Passage shown

Coal Tattoo


Breaking news in concerning coal permitting and enforcement in our neighboring state of Kentucky:  Four environmental organizations are filing a formal petition asking the U.S. Environmental Protection Agency to take over the state’s National Pollution Discharge Elimination System (NPDES) program.

The petition, which I’ve posted online here, alleges a “complete breakdown” of Kentucky’s implementation and enforcement of the Clean Water Act permitting program. In particular, the petition alleges:

… The state’s capitulation to the coal industry and its complete failure to prevent widespread contamination of state waters by pollution from coal mining operations leaves EPA no choice but to withdraw its approval of the program.

The petition cites the Kentucky Division of Water’s own figures showing 1,200 miles in the Upper Kentucky River watershed, nearly 490 miles in the Upper Cumberland River watershed, and 780 miles in the Big Sandy/Little Sandy/Tygarts Creek watershed as impaired with coal mining as a suspected source. But, the petition alleges this nearly 2,500 miles of impaired streams in the coalfields of eastern Kentucky “seriously underestimates” the scope of actual stream impairment.

Work request
Resume the post about the petition against Kentucky's Clean Water Act permitting program, starting right after its final sentence.

Input data
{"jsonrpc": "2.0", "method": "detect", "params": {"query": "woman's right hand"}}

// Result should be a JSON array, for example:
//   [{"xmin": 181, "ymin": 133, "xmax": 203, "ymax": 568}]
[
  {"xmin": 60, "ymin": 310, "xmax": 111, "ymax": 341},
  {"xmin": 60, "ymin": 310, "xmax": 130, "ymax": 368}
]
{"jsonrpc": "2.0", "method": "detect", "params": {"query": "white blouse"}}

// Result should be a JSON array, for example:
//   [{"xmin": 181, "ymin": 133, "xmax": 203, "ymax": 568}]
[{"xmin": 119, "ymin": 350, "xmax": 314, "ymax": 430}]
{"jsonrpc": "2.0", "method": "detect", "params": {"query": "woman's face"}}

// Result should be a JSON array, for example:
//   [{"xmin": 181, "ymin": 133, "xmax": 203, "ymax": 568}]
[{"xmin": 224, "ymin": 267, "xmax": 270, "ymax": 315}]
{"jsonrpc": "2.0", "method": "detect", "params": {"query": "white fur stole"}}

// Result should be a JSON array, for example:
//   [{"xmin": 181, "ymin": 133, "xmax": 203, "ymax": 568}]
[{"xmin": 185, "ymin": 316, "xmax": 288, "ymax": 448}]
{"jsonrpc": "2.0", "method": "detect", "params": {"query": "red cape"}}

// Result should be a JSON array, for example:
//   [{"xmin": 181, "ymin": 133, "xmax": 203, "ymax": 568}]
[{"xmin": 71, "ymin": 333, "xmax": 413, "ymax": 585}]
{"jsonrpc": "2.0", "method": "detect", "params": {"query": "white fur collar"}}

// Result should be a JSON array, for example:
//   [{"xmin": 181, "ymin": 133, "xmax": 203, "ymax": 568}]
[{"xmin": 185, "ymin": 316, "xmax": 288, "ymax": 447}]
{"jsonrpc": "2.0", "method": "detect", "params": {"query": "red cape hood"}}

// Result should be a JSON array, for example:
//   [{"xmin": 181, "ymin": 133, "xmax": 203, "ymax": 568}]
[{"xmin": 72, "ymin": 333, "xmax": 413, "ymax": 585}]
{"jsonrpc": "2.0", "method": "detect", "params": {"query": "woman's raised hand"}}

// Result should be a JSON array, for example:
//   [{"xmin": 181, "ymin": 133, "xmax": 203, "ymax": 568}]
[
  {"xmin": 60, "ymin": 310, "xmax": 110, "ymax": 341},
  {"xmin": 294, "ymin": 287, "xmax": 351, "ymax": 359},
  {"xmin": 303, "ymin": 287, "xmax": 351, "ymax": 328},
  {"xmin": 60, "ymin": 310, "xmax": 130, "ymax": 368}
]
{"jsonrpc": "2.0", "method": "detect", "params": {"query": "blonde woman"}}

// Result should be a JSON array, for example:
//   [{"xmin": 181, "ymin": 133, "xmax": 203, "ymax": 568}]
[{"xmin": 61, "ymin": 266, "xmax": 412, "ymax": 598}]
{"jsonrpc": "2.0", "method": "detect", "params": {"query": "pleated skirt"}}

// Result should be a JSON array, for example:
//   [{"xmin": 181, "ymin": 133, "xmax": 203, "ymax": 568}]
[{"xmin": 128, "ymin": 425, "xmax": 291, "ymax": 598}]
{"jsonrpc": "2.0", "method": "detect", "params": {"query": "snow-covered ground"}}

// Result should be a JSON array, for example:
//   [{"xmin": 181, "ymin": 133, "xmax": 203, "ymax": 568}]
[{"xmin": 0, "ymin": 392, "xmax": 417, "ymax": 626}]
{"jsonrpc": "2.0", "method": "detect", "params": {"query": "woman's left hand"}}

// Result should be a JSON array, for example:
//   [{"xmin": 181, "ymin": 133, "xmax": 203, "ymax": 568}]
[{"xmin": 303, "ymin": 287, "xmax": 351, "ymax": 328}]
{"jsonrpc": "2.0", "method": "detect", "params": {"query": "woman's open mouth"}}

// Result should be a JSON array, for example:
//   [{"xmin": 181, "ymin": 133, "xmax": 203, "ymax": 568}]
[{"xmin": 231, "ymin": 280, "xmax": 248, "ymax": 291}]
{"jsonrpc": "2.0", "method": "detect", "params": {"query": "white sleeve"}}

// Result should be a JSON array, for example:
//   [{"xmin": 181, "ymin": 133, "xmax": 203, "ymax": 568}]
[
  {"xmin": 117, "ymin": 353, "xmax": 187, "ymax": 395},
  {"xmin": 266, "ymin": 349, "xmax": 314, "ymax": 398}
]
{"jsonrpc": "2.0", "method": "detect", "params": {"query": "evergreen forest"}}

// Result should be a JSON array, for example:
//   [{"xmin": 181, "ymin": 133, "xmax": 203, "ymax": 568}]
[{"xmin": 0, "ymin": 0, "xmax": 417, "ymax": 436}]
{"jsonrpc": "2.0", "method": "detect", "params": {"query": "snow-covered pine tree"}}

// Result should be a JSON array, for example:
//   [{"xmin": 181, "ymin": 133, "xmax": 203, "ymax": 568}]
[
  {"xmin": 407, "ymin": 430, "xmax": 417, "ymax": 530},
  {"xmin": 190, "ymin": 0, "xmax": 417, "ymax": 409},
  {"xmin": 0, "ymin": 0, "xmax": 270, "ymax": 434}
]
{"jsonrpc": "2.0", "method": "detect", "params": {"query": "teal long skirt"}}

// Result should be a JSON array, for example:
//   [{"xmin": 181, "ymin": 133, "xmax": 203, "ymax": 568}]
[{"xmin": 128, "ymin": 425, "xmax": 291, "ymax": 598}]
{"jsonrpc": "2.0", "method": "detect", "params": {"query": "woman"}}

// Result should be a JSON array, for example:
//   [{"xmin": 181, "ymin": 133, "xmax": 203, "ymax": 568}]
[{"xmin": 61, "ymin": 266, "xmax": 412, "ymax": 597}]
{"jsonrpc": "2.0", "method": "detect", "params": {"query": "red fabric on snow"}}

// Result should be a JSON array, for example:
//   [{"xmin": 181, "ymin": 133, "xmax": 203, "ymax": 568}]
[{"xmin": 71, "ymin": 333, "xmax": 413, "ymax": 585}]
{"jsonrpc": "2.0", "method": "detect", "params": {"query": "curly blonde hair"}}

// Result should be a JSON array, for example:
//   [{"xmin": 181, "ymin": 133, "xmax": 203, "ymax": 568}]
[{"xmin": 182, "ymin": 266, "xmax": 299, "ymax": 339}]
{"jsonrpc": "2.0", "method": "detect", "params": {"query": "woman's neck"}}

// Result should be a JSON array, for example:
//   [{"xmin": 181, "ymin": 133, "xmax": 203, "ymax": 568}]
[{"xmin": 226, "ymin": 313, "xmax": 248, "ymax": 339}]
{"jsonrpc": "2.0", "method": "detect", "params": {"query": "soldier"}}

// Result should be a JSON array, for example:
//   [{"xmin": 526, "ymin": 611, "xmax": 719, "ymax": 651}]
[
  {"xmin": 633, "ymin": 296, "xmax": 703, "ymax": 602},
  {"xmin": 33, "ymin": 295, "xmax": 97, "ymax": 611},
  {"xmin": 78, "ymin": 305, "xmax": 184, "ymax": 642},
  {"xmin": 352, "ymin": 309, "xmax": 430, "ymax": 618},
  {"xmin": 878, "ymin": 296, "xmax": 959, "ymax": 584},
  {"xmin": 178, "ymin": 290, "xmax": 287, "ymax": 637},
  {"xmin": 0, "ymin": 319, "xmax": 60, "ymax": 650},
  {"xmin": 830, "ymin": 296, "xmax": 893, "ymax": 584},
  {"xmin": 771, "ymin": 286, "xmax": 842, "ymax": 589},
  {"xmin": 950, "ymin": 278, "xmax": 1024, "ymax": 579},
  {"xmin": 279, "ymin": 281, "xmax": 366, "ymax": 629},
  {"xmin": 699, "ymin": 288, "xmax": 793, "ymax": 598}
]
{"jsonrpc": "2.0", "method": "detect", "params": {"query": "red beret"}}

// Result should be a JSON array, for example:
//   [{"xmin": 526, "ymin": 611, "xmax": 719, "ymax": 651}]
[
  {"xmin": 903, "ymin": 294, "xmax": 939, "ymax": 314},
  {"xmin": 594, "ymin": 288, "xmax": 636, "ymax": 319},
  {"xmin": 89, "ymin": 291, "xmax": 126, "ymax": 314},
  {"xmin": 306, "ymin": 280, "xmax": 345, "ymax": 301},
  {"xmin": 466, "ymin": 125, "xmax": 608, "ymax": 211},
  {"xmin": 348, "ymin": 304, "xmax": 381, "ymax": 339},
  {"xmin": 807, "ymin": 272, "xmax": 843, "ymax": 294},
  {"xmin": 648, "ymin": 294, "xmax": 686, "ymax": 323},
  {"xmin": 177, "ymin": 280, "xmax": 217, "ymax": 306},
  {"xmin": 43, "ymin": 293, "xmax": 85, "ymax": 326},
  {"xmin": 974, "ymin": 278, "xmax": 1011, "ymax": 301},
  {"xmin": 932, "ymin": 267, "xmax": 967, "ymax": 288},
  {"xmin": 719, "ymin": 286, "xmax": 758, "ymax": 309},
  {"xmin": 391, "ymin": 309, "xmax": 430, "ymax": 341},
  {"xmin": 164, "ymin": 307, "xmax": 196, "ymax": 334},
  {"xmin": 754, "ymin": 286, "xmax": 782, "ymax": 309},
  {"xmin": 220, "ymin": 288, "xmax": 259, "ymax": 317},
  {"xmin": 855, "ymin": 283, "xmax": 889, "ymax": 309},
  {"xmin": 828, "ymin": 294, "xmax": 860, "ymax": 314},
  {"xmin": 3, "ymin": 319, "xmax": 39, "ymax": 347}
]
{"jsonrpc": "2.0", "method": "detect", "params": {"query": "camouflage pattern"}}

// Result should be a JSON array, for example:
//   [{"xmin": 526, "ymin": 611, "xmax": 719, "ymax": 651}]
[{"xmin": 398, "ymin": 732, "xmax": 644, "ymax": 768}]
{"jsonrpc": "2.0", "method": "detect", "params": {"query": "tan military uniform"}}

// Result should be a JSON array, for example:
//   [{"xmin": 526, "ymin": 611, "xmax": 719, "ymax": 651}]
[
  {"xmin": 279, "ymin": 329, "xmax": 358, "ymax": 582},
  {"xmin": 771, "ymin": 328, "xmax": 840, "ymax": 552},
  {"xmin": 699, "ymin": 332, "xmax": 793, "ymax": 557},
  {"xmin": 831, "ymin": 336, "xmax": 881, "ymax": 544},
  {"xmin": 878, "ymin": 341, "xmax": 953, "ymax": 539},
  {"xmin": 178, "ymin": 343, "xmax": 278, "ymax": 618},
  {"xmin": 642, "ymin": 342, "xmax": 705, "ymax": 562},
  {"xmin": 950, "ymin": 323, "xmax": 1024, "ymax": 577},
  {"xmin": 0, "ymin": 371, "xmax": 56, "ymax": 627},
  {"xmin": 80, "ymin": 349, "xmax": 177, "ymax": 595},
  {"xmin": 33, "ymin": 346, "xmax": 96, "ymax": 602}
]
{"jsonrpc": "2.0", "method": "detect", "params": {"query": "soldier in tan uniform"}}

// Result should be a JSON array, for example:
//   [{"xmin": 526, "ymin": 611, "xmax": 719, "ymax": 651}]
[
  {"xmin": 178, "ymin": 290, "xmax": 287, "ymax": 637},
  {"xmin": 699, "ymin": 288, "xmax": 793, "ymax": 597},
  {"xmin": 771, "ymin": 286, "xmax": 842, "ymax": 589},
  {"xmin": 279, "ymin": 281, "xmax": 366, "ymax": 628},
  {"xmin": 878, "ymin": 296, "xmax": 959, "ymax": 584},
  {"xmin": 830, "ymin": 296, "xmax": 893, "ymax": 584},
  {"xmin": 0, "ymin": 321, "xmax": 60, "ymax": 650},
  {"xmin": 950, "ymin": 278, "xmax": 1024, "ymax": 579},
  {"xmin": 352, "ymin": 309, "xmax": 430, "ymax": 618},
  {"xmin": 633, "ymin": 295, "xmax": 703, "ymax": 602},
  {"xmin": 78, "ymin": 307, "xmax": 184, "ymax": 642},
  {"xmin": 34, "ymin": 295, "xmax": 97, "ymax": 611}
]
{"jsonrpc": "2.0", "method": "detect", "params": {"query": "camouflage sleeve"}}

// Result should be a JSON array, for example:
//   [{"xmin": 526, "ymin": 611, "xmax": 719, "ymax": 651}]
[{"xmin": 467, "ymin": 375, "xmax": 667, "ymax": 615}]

Reply
The petition outlines these major problems:

* New testing by the U.S. EPA which revealed toxic pollution levels downstream from Kentucky mining operations that greatly exceeded legal limits.

* Kentucky’s failure to limit coal mining’s selenium discharges, “despite overwhelming and incontrovertible evidence of mining’s harm to Kentucky’s river and streams from selenium pollution.”

* Kentucky has not enforced its narrative water quality criteria for conductivity, “despite overwhelming scientific evidence that this pollutant is causing widespread biological impairment in streams.”

* Most coal mines in Kentucky are covered under a blanket “general permit” rather than site-specific water pollution permits, a system that is “inadequate to detect and prevent violations of water quality standards.” For example, for mines with existing permits, Kentucky’s Division of Water only requires mine operators to take a single “grab sample” of their discharges once in five years. According to the petition:

This testing is usually insufficient to demonstrate that there is no reasonable potential for violations. And even when tests do show that there is reasonable potential, KYDOW misapplies EPA guidance on that issue and ignores the potential. In every case, KYDOW wrongly concludes that no future monitoring is required and no permit limits are necessary.

*  Even when Kentucky does consider issuing individual permits for mining operations, it only analyzes discharges for compliance with acute water quality criteria, not chronic criteria.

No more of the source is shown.